Records of labeled points:
━━━━━━━━
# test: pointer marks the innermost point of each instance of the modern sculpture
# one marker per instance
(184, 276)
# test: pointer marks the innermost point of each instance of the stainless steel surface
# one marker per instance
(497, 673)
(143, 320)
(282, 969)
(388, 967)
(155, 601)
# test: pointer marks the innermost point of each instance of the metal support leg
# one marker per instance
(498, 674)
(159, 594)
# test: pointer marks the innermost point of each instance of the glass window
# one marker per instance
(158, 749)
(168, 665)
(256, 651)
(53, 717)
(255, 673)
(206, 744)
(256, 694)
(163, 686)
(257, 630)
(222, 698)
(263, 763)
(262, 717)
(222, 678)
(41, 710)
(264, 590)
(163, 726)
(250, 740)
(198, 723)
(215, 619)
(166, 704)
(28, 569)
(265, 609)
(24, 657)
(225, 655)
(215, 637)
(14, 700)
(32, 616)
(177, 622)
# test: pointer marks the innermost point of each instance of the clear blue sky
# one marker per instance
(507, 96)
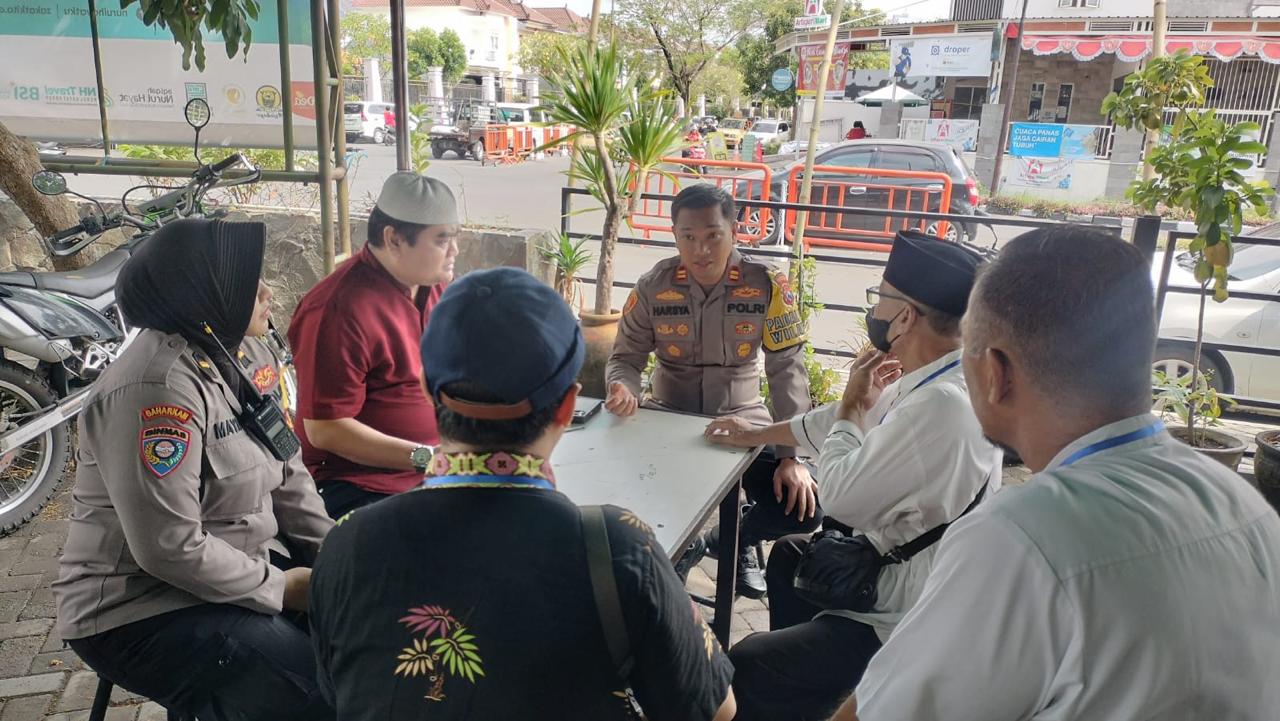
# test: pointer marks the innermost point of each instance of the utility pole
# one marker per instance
(1157, 50)
(814, 124)
(1011, 83)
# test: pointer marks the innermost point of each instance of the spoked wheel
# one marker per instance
(30, 474)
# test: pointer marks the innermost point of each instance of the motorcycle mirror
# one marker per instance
(197, 113)
(49, 182)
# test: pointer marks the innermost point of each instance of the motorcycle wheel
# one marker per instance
(28, 475)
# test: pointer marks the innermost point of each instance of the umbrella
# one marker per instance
(890, 94)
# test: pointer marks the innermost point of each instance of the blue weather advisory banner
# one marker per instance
(1052, 140)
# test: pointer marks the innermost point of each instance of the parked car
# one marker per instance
(873, 154)
(769, 129)
(368, 121)
(1238, 322)
(732, 129)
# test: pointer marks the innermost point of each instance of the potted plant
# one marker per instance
(1193, 396)
(1266, 465)
(568, 258)
(1200, 167)
(626, 129)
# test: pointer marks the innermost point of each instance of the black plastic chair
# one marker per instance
(103, 697)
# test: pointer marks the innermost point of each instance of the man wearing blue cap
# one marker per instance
(472, 597)
(900, 456)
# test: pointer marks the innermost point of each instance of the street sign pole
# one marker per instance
(814, 127)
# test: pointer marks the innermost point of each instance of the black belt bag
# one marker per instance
(841, 573)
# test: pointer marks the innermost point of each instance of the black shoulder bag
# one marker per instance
(608, 606)
(841, 573)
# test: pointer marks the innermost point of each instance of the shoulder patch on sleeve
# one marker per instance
(784, 328)
(169, 411)
(164, 447)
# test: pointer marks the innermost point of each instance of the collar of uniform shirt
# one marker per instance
(1134, 432)
(901, 388)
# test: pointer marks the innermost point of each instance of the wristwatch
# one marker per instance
(421, 457)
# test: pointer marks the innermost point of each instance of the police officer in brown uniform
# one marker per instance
(707, 315)
(165, 587)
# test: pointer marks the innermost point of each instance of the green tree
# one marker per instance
(689, 35)
(365, 36)
(228, 18)
(425, 49)
(421, 49)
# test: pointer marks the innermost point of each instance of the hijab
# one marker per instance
(196, 272)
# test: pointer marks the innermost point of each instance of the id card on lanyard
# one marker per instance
(928, 379)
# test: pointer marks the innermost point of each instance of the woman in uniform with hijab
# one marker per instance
(165, 585)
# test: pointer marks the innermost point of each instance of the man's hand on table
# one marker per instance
(297, 583)
(621, 401)
(872, 373)
(791, 478)
(732, 430)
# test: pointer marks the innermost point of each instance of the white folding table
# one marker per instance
(657, 465)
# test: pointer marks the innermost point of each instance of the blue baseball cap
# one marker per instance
(508, 333)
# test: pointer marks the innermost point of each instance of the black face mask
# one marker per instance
(877, 331)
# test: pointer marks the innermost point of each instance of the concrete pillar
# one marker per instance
(988, 137)
(435, 81)
(1271, 170)
(373, 81)
(891, 115)
(1125, 162)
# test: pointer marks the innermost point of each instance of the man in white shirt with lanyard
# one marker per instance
(1130, 578)
(900, 455)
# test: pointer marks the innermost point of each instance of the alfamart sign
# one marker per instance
(945, 55)
(49, 91)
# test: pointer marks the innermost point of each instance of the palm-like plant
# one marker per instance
(597, 95)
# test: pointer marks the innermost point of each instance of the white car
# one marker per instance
(368, 121)
(1238, 322)
(769, 129)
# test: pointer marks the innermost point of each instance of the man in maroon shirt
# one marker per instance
(366, 424)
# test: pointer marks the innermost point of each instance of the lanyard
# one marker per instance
(483, 480)
(1146, 432)
(928, 379)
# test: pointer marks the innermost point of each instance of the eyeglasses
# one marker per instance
(874, 296)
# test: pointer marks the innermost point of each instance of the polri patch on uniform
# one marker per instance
(167, 410)
(264, 378)
(164, 447)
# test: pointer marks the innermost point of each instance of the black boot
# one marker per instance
(750, 578)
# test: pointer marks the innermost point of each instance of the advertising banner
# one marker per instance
(810, 62)
(944, 55)
(48, 87)
(1052, 140)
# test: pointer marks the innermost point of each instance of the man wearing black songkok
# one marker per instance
(899, 455)
(165, 585)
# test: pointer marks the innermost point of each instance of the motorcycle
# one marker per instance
(59, 331)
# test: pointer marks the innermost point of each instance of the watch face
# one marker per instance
(421, 456)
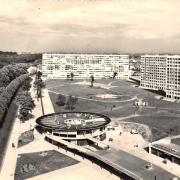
━━━━━━━━
What the task asks: Please gather every line in the listing above that contains the word "wearing".

Result for this task:
# test: pointer marks the innermost point of each instance of the man wearing blue cap
# test: pointer marks the innermost point of each instance of the man wearing black songkok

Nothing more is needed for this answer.